书面任务 A: 在这篇关于备课的文章里,上世纪八十年代初“我”教的是哪门课、哪个年级?

李世开
对多年从事教育工作的“老兵”来说,就“备课”而言,不但耳熟能详,而且是有感而发的。
上世纪八十年代初,我教小学低年级语文。一天,校长和我说下周有外地的领导及骨干教师要来听一节课,学校暂定你来承担。我战战兢兢地应允下来。先是组长召集本组人员商定讲哪一课,后是教导主任提原则要求,再后来是全体语文老师拿初稿,作比较,讨论出一个初步的方案。我把那节课的方案拿复写纸写了十来份发给有资历的老师,让众人找毛病、“挑刺”,定下了讲课的“坯子”,用现在的时髦说法就是“集体备课”。
两三天的工夫,我脑子里全是这些程序内容,校长又把县教育局教研室的两位五旬老人请来作最后的定夺。隆冬时节的办公室,学生放学后炉子也就“下班”了。两位老人看完教案后先让我对着他们试讲一遍,一位做记录,一位看时间,完毕每人又提了N个意见。于是我再按老专家的意见修改,并仔细推敲每一个细节:怎么出现生字,象形字与形声字该说到什么分寸,哪个时候组词造句,学生可能怎样呼应,等等。
“不行,小李,咱们还得来一次!”听到这严肃且不容置疑的话语,肚子饿脚板冻的我满脸不高兴地嘟囔了一句,“不就是学几个生字吗,吃点饭再说吧!”一位刘姓长者笑嘻嘻地顶了我一句,“我们吃饭了吗?”
哎,没办法,该咋呢,再来吧。又一遍“课”下来,已是九点多了。——隆冬的九点是什么时候,读者都明白。这时两位教研员才面露喜色地说:“暂时就这样吧!”

所列清单:
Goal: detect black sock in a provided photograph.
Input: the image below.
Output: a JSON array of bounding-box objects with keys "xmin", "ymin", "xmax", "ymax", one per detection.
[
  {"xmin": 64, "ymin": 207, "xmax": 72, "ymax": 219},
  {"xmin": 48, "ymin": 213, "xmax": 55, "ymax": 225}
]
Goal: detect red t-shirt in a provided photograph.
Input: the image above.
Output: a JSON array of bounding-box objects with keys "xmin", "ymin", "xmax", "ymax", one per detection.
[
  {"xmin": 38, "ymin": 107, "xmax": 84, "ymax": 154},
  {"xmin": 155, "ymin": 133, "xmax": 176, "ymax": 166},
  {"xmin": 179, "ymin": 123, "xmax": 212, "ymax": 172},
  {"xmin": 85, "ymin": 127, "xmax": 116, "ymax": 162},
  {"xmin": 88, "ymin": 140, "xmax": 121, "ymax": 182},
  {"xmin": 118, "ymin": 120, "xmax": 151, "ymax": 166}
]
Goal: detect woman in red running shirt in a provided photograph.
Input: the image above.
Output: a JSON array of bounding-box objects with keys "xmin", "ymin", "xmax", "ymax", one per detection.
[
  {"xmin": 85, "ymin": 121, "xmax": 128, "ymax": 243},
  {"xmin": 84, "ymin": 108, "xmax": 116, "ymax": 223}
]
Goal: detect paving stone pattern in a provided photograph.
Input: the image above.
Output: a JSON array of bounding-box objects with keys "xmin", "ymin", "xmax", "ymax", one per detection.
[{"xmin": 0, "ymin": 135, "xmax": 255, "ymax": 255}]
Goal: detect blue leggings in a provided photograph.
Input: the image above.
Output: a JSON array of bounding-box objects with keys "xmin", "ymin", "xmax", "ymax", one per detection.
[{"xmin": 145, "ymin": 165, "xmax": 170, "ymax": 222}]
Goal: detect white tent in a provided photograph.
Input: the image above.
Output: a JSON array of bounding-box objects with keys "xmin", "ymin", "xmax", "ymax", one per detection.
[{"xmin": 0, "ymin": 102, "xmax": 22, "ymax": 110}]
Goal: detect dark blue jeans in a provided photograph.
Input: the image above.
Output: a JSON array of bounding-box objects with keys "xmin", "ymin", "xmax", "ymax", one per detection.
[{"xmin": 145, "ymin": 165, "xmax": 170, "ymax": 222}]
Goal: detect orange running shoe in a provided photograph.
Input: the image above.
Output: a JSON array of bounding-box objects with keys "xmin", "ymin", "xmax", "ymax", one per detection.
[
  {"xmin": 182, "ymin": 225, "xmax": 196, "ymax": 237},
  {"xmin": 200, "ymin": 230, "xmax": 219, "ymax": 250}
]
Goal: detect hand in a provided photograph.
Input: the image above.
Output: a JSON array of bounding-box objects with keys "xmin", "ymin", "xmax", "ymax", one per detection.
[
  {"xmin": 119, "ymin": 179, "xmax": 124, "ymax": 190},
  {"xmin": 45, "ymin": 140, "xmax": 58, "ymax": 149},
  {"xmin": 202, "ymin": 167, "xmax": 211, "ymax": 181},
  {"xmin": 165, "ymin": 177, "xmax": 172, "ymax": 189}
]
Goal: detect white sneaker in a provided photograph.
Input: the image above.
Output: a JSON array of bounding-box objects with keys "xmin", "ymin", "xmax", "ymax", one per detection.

书面任务 B: 请把清单中从含有“Goal: detect dark”的那一行到清单末尾的各行整理为一个 JSON 字符串列表,每行对应一个字符串,首尾两行都包括在内,空行不计。

任务回答 A: 小学低年级语文。

任务回答 B:
[
  "Goal: detect dark blue jeans in a provided photograph.",
  "Input: the image above.",
  "Output: a JSON array of bounding-box objects with keys \"xmin\", \"ymin\", \"xmax\", \"ymax\", one per detection.",
  "[{\"xmin\": 145, \"ymin\": 165, \"xmax\": 170, \"ymax\": 222}]",
  "Goal: detect orange running shoe in a provided photograph.",
  "Input: the image above.",
  "Output: a JSON array of bounding-box objects with keys \"xmin\", \"ymin\", \"xmax\", \"ymax\", one per detection.",
  "[",
  "  {\"xmin\": 182, \"ymin\": 225, \"xmax\": 196, \"ymax\": 237},",
  "  {\"xmin\": 200, \"ymin\": 230, \"xmax\": 219, \"ymax\": 250}",
  "]",
  "Goal: detect hand in a provided photograph.",
  "Input: the image above.",
  "Output: a JSON array of bounding-box objects with keys \"xmin\", \"ymin\", \"xmax\", \"ymax\", one per detection.",
  "[",
  "  {\"xmin\": 119, \"ymin\": 179, \"xmax\": 124, \"ymax\": 190},",
  "  {\"xmin\": 45, \"ymin\": 140, \"xmax\": 58, \"ymax\": 149},",
  "  {\"xmin\": 202, \"ymin\": 167, \"xmax\": 211, \"ymax\": 181},",
  "  {\"xmin\": 165, \"ymin\": 177, \"xmax\": 172, \"ymax\": 189}",
  "]",
  "Goal: detect white sneaker in a provided photograph.",
  "Input: the image above.",
  "Output: a JSON array of bounding-box objects with keys \"xmin\", \"ymin\", \"xmax\", \"ymax\", one per detection."
]